The first thing to do is check that your inductive invariant really is inductive.  Read this to find out how:

     https://lamport.azurewebsites.net/tla/inductive-invariant.pdf
 
Leslie

On Friday, January 8, 2021 at 8:47:42 AM UTC-8 uguryag...@xxxxxxxxx wrote:
Hello everyone, I am fairly new to TLA+ and TLAPS, and I have been trying to improve my proficiency in both by proving the mutual exclusion property of a simple algorithm, Anderson's algorithm, using TLAPS.

The algorithm is as follows in PlusCal (please excuse the non-monospaced font):
(***
--algorithm Anderson
{ variables L = 0, flag = [i \in 0..N-1 |-> IF i = 0 THEN TRUE ELSE FALSE] ;
  fair process (p \in Procs)
    variables ticket = 0 ;
    { remainder:- while (TRUE)
                  { doorway: ticket := L;
                             L := (L + 1) % N;
                    waiting: await flag[ticket % N] = TRUE;
                    cs:      skip;
                    exit1:   flag[ticket % N] := FALSE;
                    exit2:   flag[(ticket + 1) % N] := TRUE;    
                  }
    }
}
***)


And it is translated into TLA+ as follows, with additional expressions about the section of the algorithm which the process is in and a type correctness formula at the very end:
EXTENDS Integers, TLC, TLAPS, FiniteSets
CONSTANT N
ASSUME NneqNULL == N \in Nat \ {0}
Procs == 1..N


VARIABLES L, flag, pc, ticket
vars == << L, flag, pc, ticket >>
ProcSet == (Procs)

Init == (* Global variables *)
        /\ L = 0
        /\ flag = [i \in 0..N-1 |-> IF i = 0 THEN TRUE ELSE FALSE]
        (* Process p *)
        /\ ticket = [self \in Procs |-> 0]
        /\ pc = [self \in ProcSet |-> "remainder"]

remainder(self) == /\ pc[self] = "remainder"

Data lines
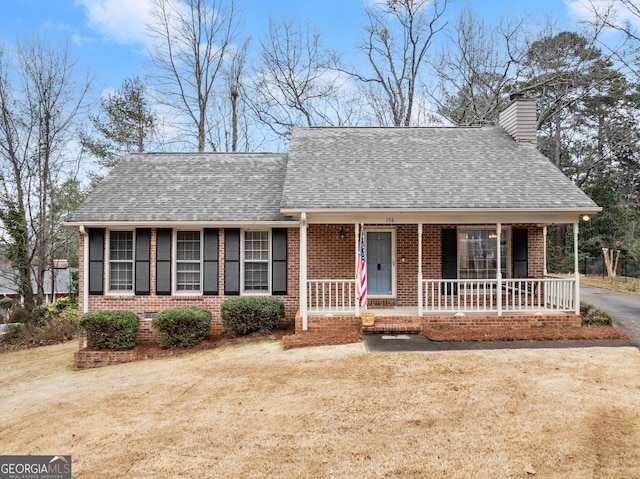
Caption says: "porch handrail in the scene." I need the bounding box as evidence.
[307,279,356,314]
[422,277,576,314]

Task list
• A. Which labels does the PlusCal algorithm in the Anderson's algorithm thread use?
• B. Resume the Anderson's algorithm thread after its final line.

Outputs for the tasks
• A. remainder, doorway, waiting, cs, exit1, exit2

• B.
                   /\ pc' = [pc EXCEPT ![self] = "doorway"]
                   /\ UNCHANGED << L, flag, ticket >>

doorway(self) == /\ pc[self] = "doorway"
                 /\ ticket' = [ticket EXCEPT ![self] = L]
                 /\ L' = (L + 1) % N
                 /\ pc' = [pc EXCEPT ![self] = "waiting"]
                 /\ flag' = flag

waiting(self) == /\ pc[self] = "waiting"
                 /\ flag[ticket[self] % N] = TRUE
                 /\ pc' = [pc EXCEPT ![self] = "cs"]
                 /\ UNCHANGED << L, flag, ticket >>

cs(self) == /\ pc[self] = "cs"
            /\ TRUE
            /\ pc' = [pc EXCEPT ![self] = "exit1"]
            /\ UNCHANGED << L, flag, ticket >>

exit1(self) == /\ pc[self] = "exit1"
               /\ flag' = [flag EXCEPT ![ticket[self] % N] = FALSE]
               /\ pc' = [pc EXCEPT ![self] = "exit2"]
               /\ UNCHANGED << L, ticket >>

exit2(self) == /\ pc[self] = "exit2"
               /\ flag' = [flag EXCEPT ![(ticket[self] + 1) % N] = TRUE]
               /\ pc' = [pc EXCEPT ![self] = "remainder"]
               /\ UNCHANGED << L, ticket >>

p(self) == remainder(self) \/ doorway(self) \/ waiting(self) \/ cs(self)
              \/ exit1(self) \/ exit2(self)

Next == (\E self \in Procs: p(self))

Spec == /\ Init /\ [][Next]_vars
        /\ \A self \in Procs : WF_vars((pc[self] # "remainder") /\ p(self))

\* Shorthands
InRemainder(i) == pc[i] = "remainder"
Trying(i) == pc[i] \in {"doorway", "waiting"}
Waiting(i) == pc[i] = "waiting"
InCS(i) == pc[i] = "cs"

\* Type correctness
TypeOK == /\ L \in 0..(N-1)
          /\ flag \in [0..(N-1) -> BOOLEAN]
          /\ ticket \in [Procs -> 0..(N-1)]
          /\ pc \in [Procs -> {"remainder", "doorway", "waiting", "cs",
                               "exit1", "exit2"}]


And finally, mutual exclusion can then be expressed as follows:
MutualExclusion   == \A i, j \in Procs : ( i # j ) => ~ ( /\ InCS(i)
                                                          /\ InCS(j) )


Normally, I would personally prove that this algorithm respects mutual exclusion by proving that 1) being in the CS implies that the flag indexed at the ticket corresponding to the process is True, and 2) that at most one flag is true at any given time. These two can be translated into the two following formulae in TLA+:
CSisFlag == \A i \in Procs : InCS(i) => (flag[ticket[i] % N] = TRUE)
MaxOneFlag == \A x, y \in 0..(N-1) : (/\ flag[x] = TRUE
                                      /\ flag[y] = TRUE) => (x = y)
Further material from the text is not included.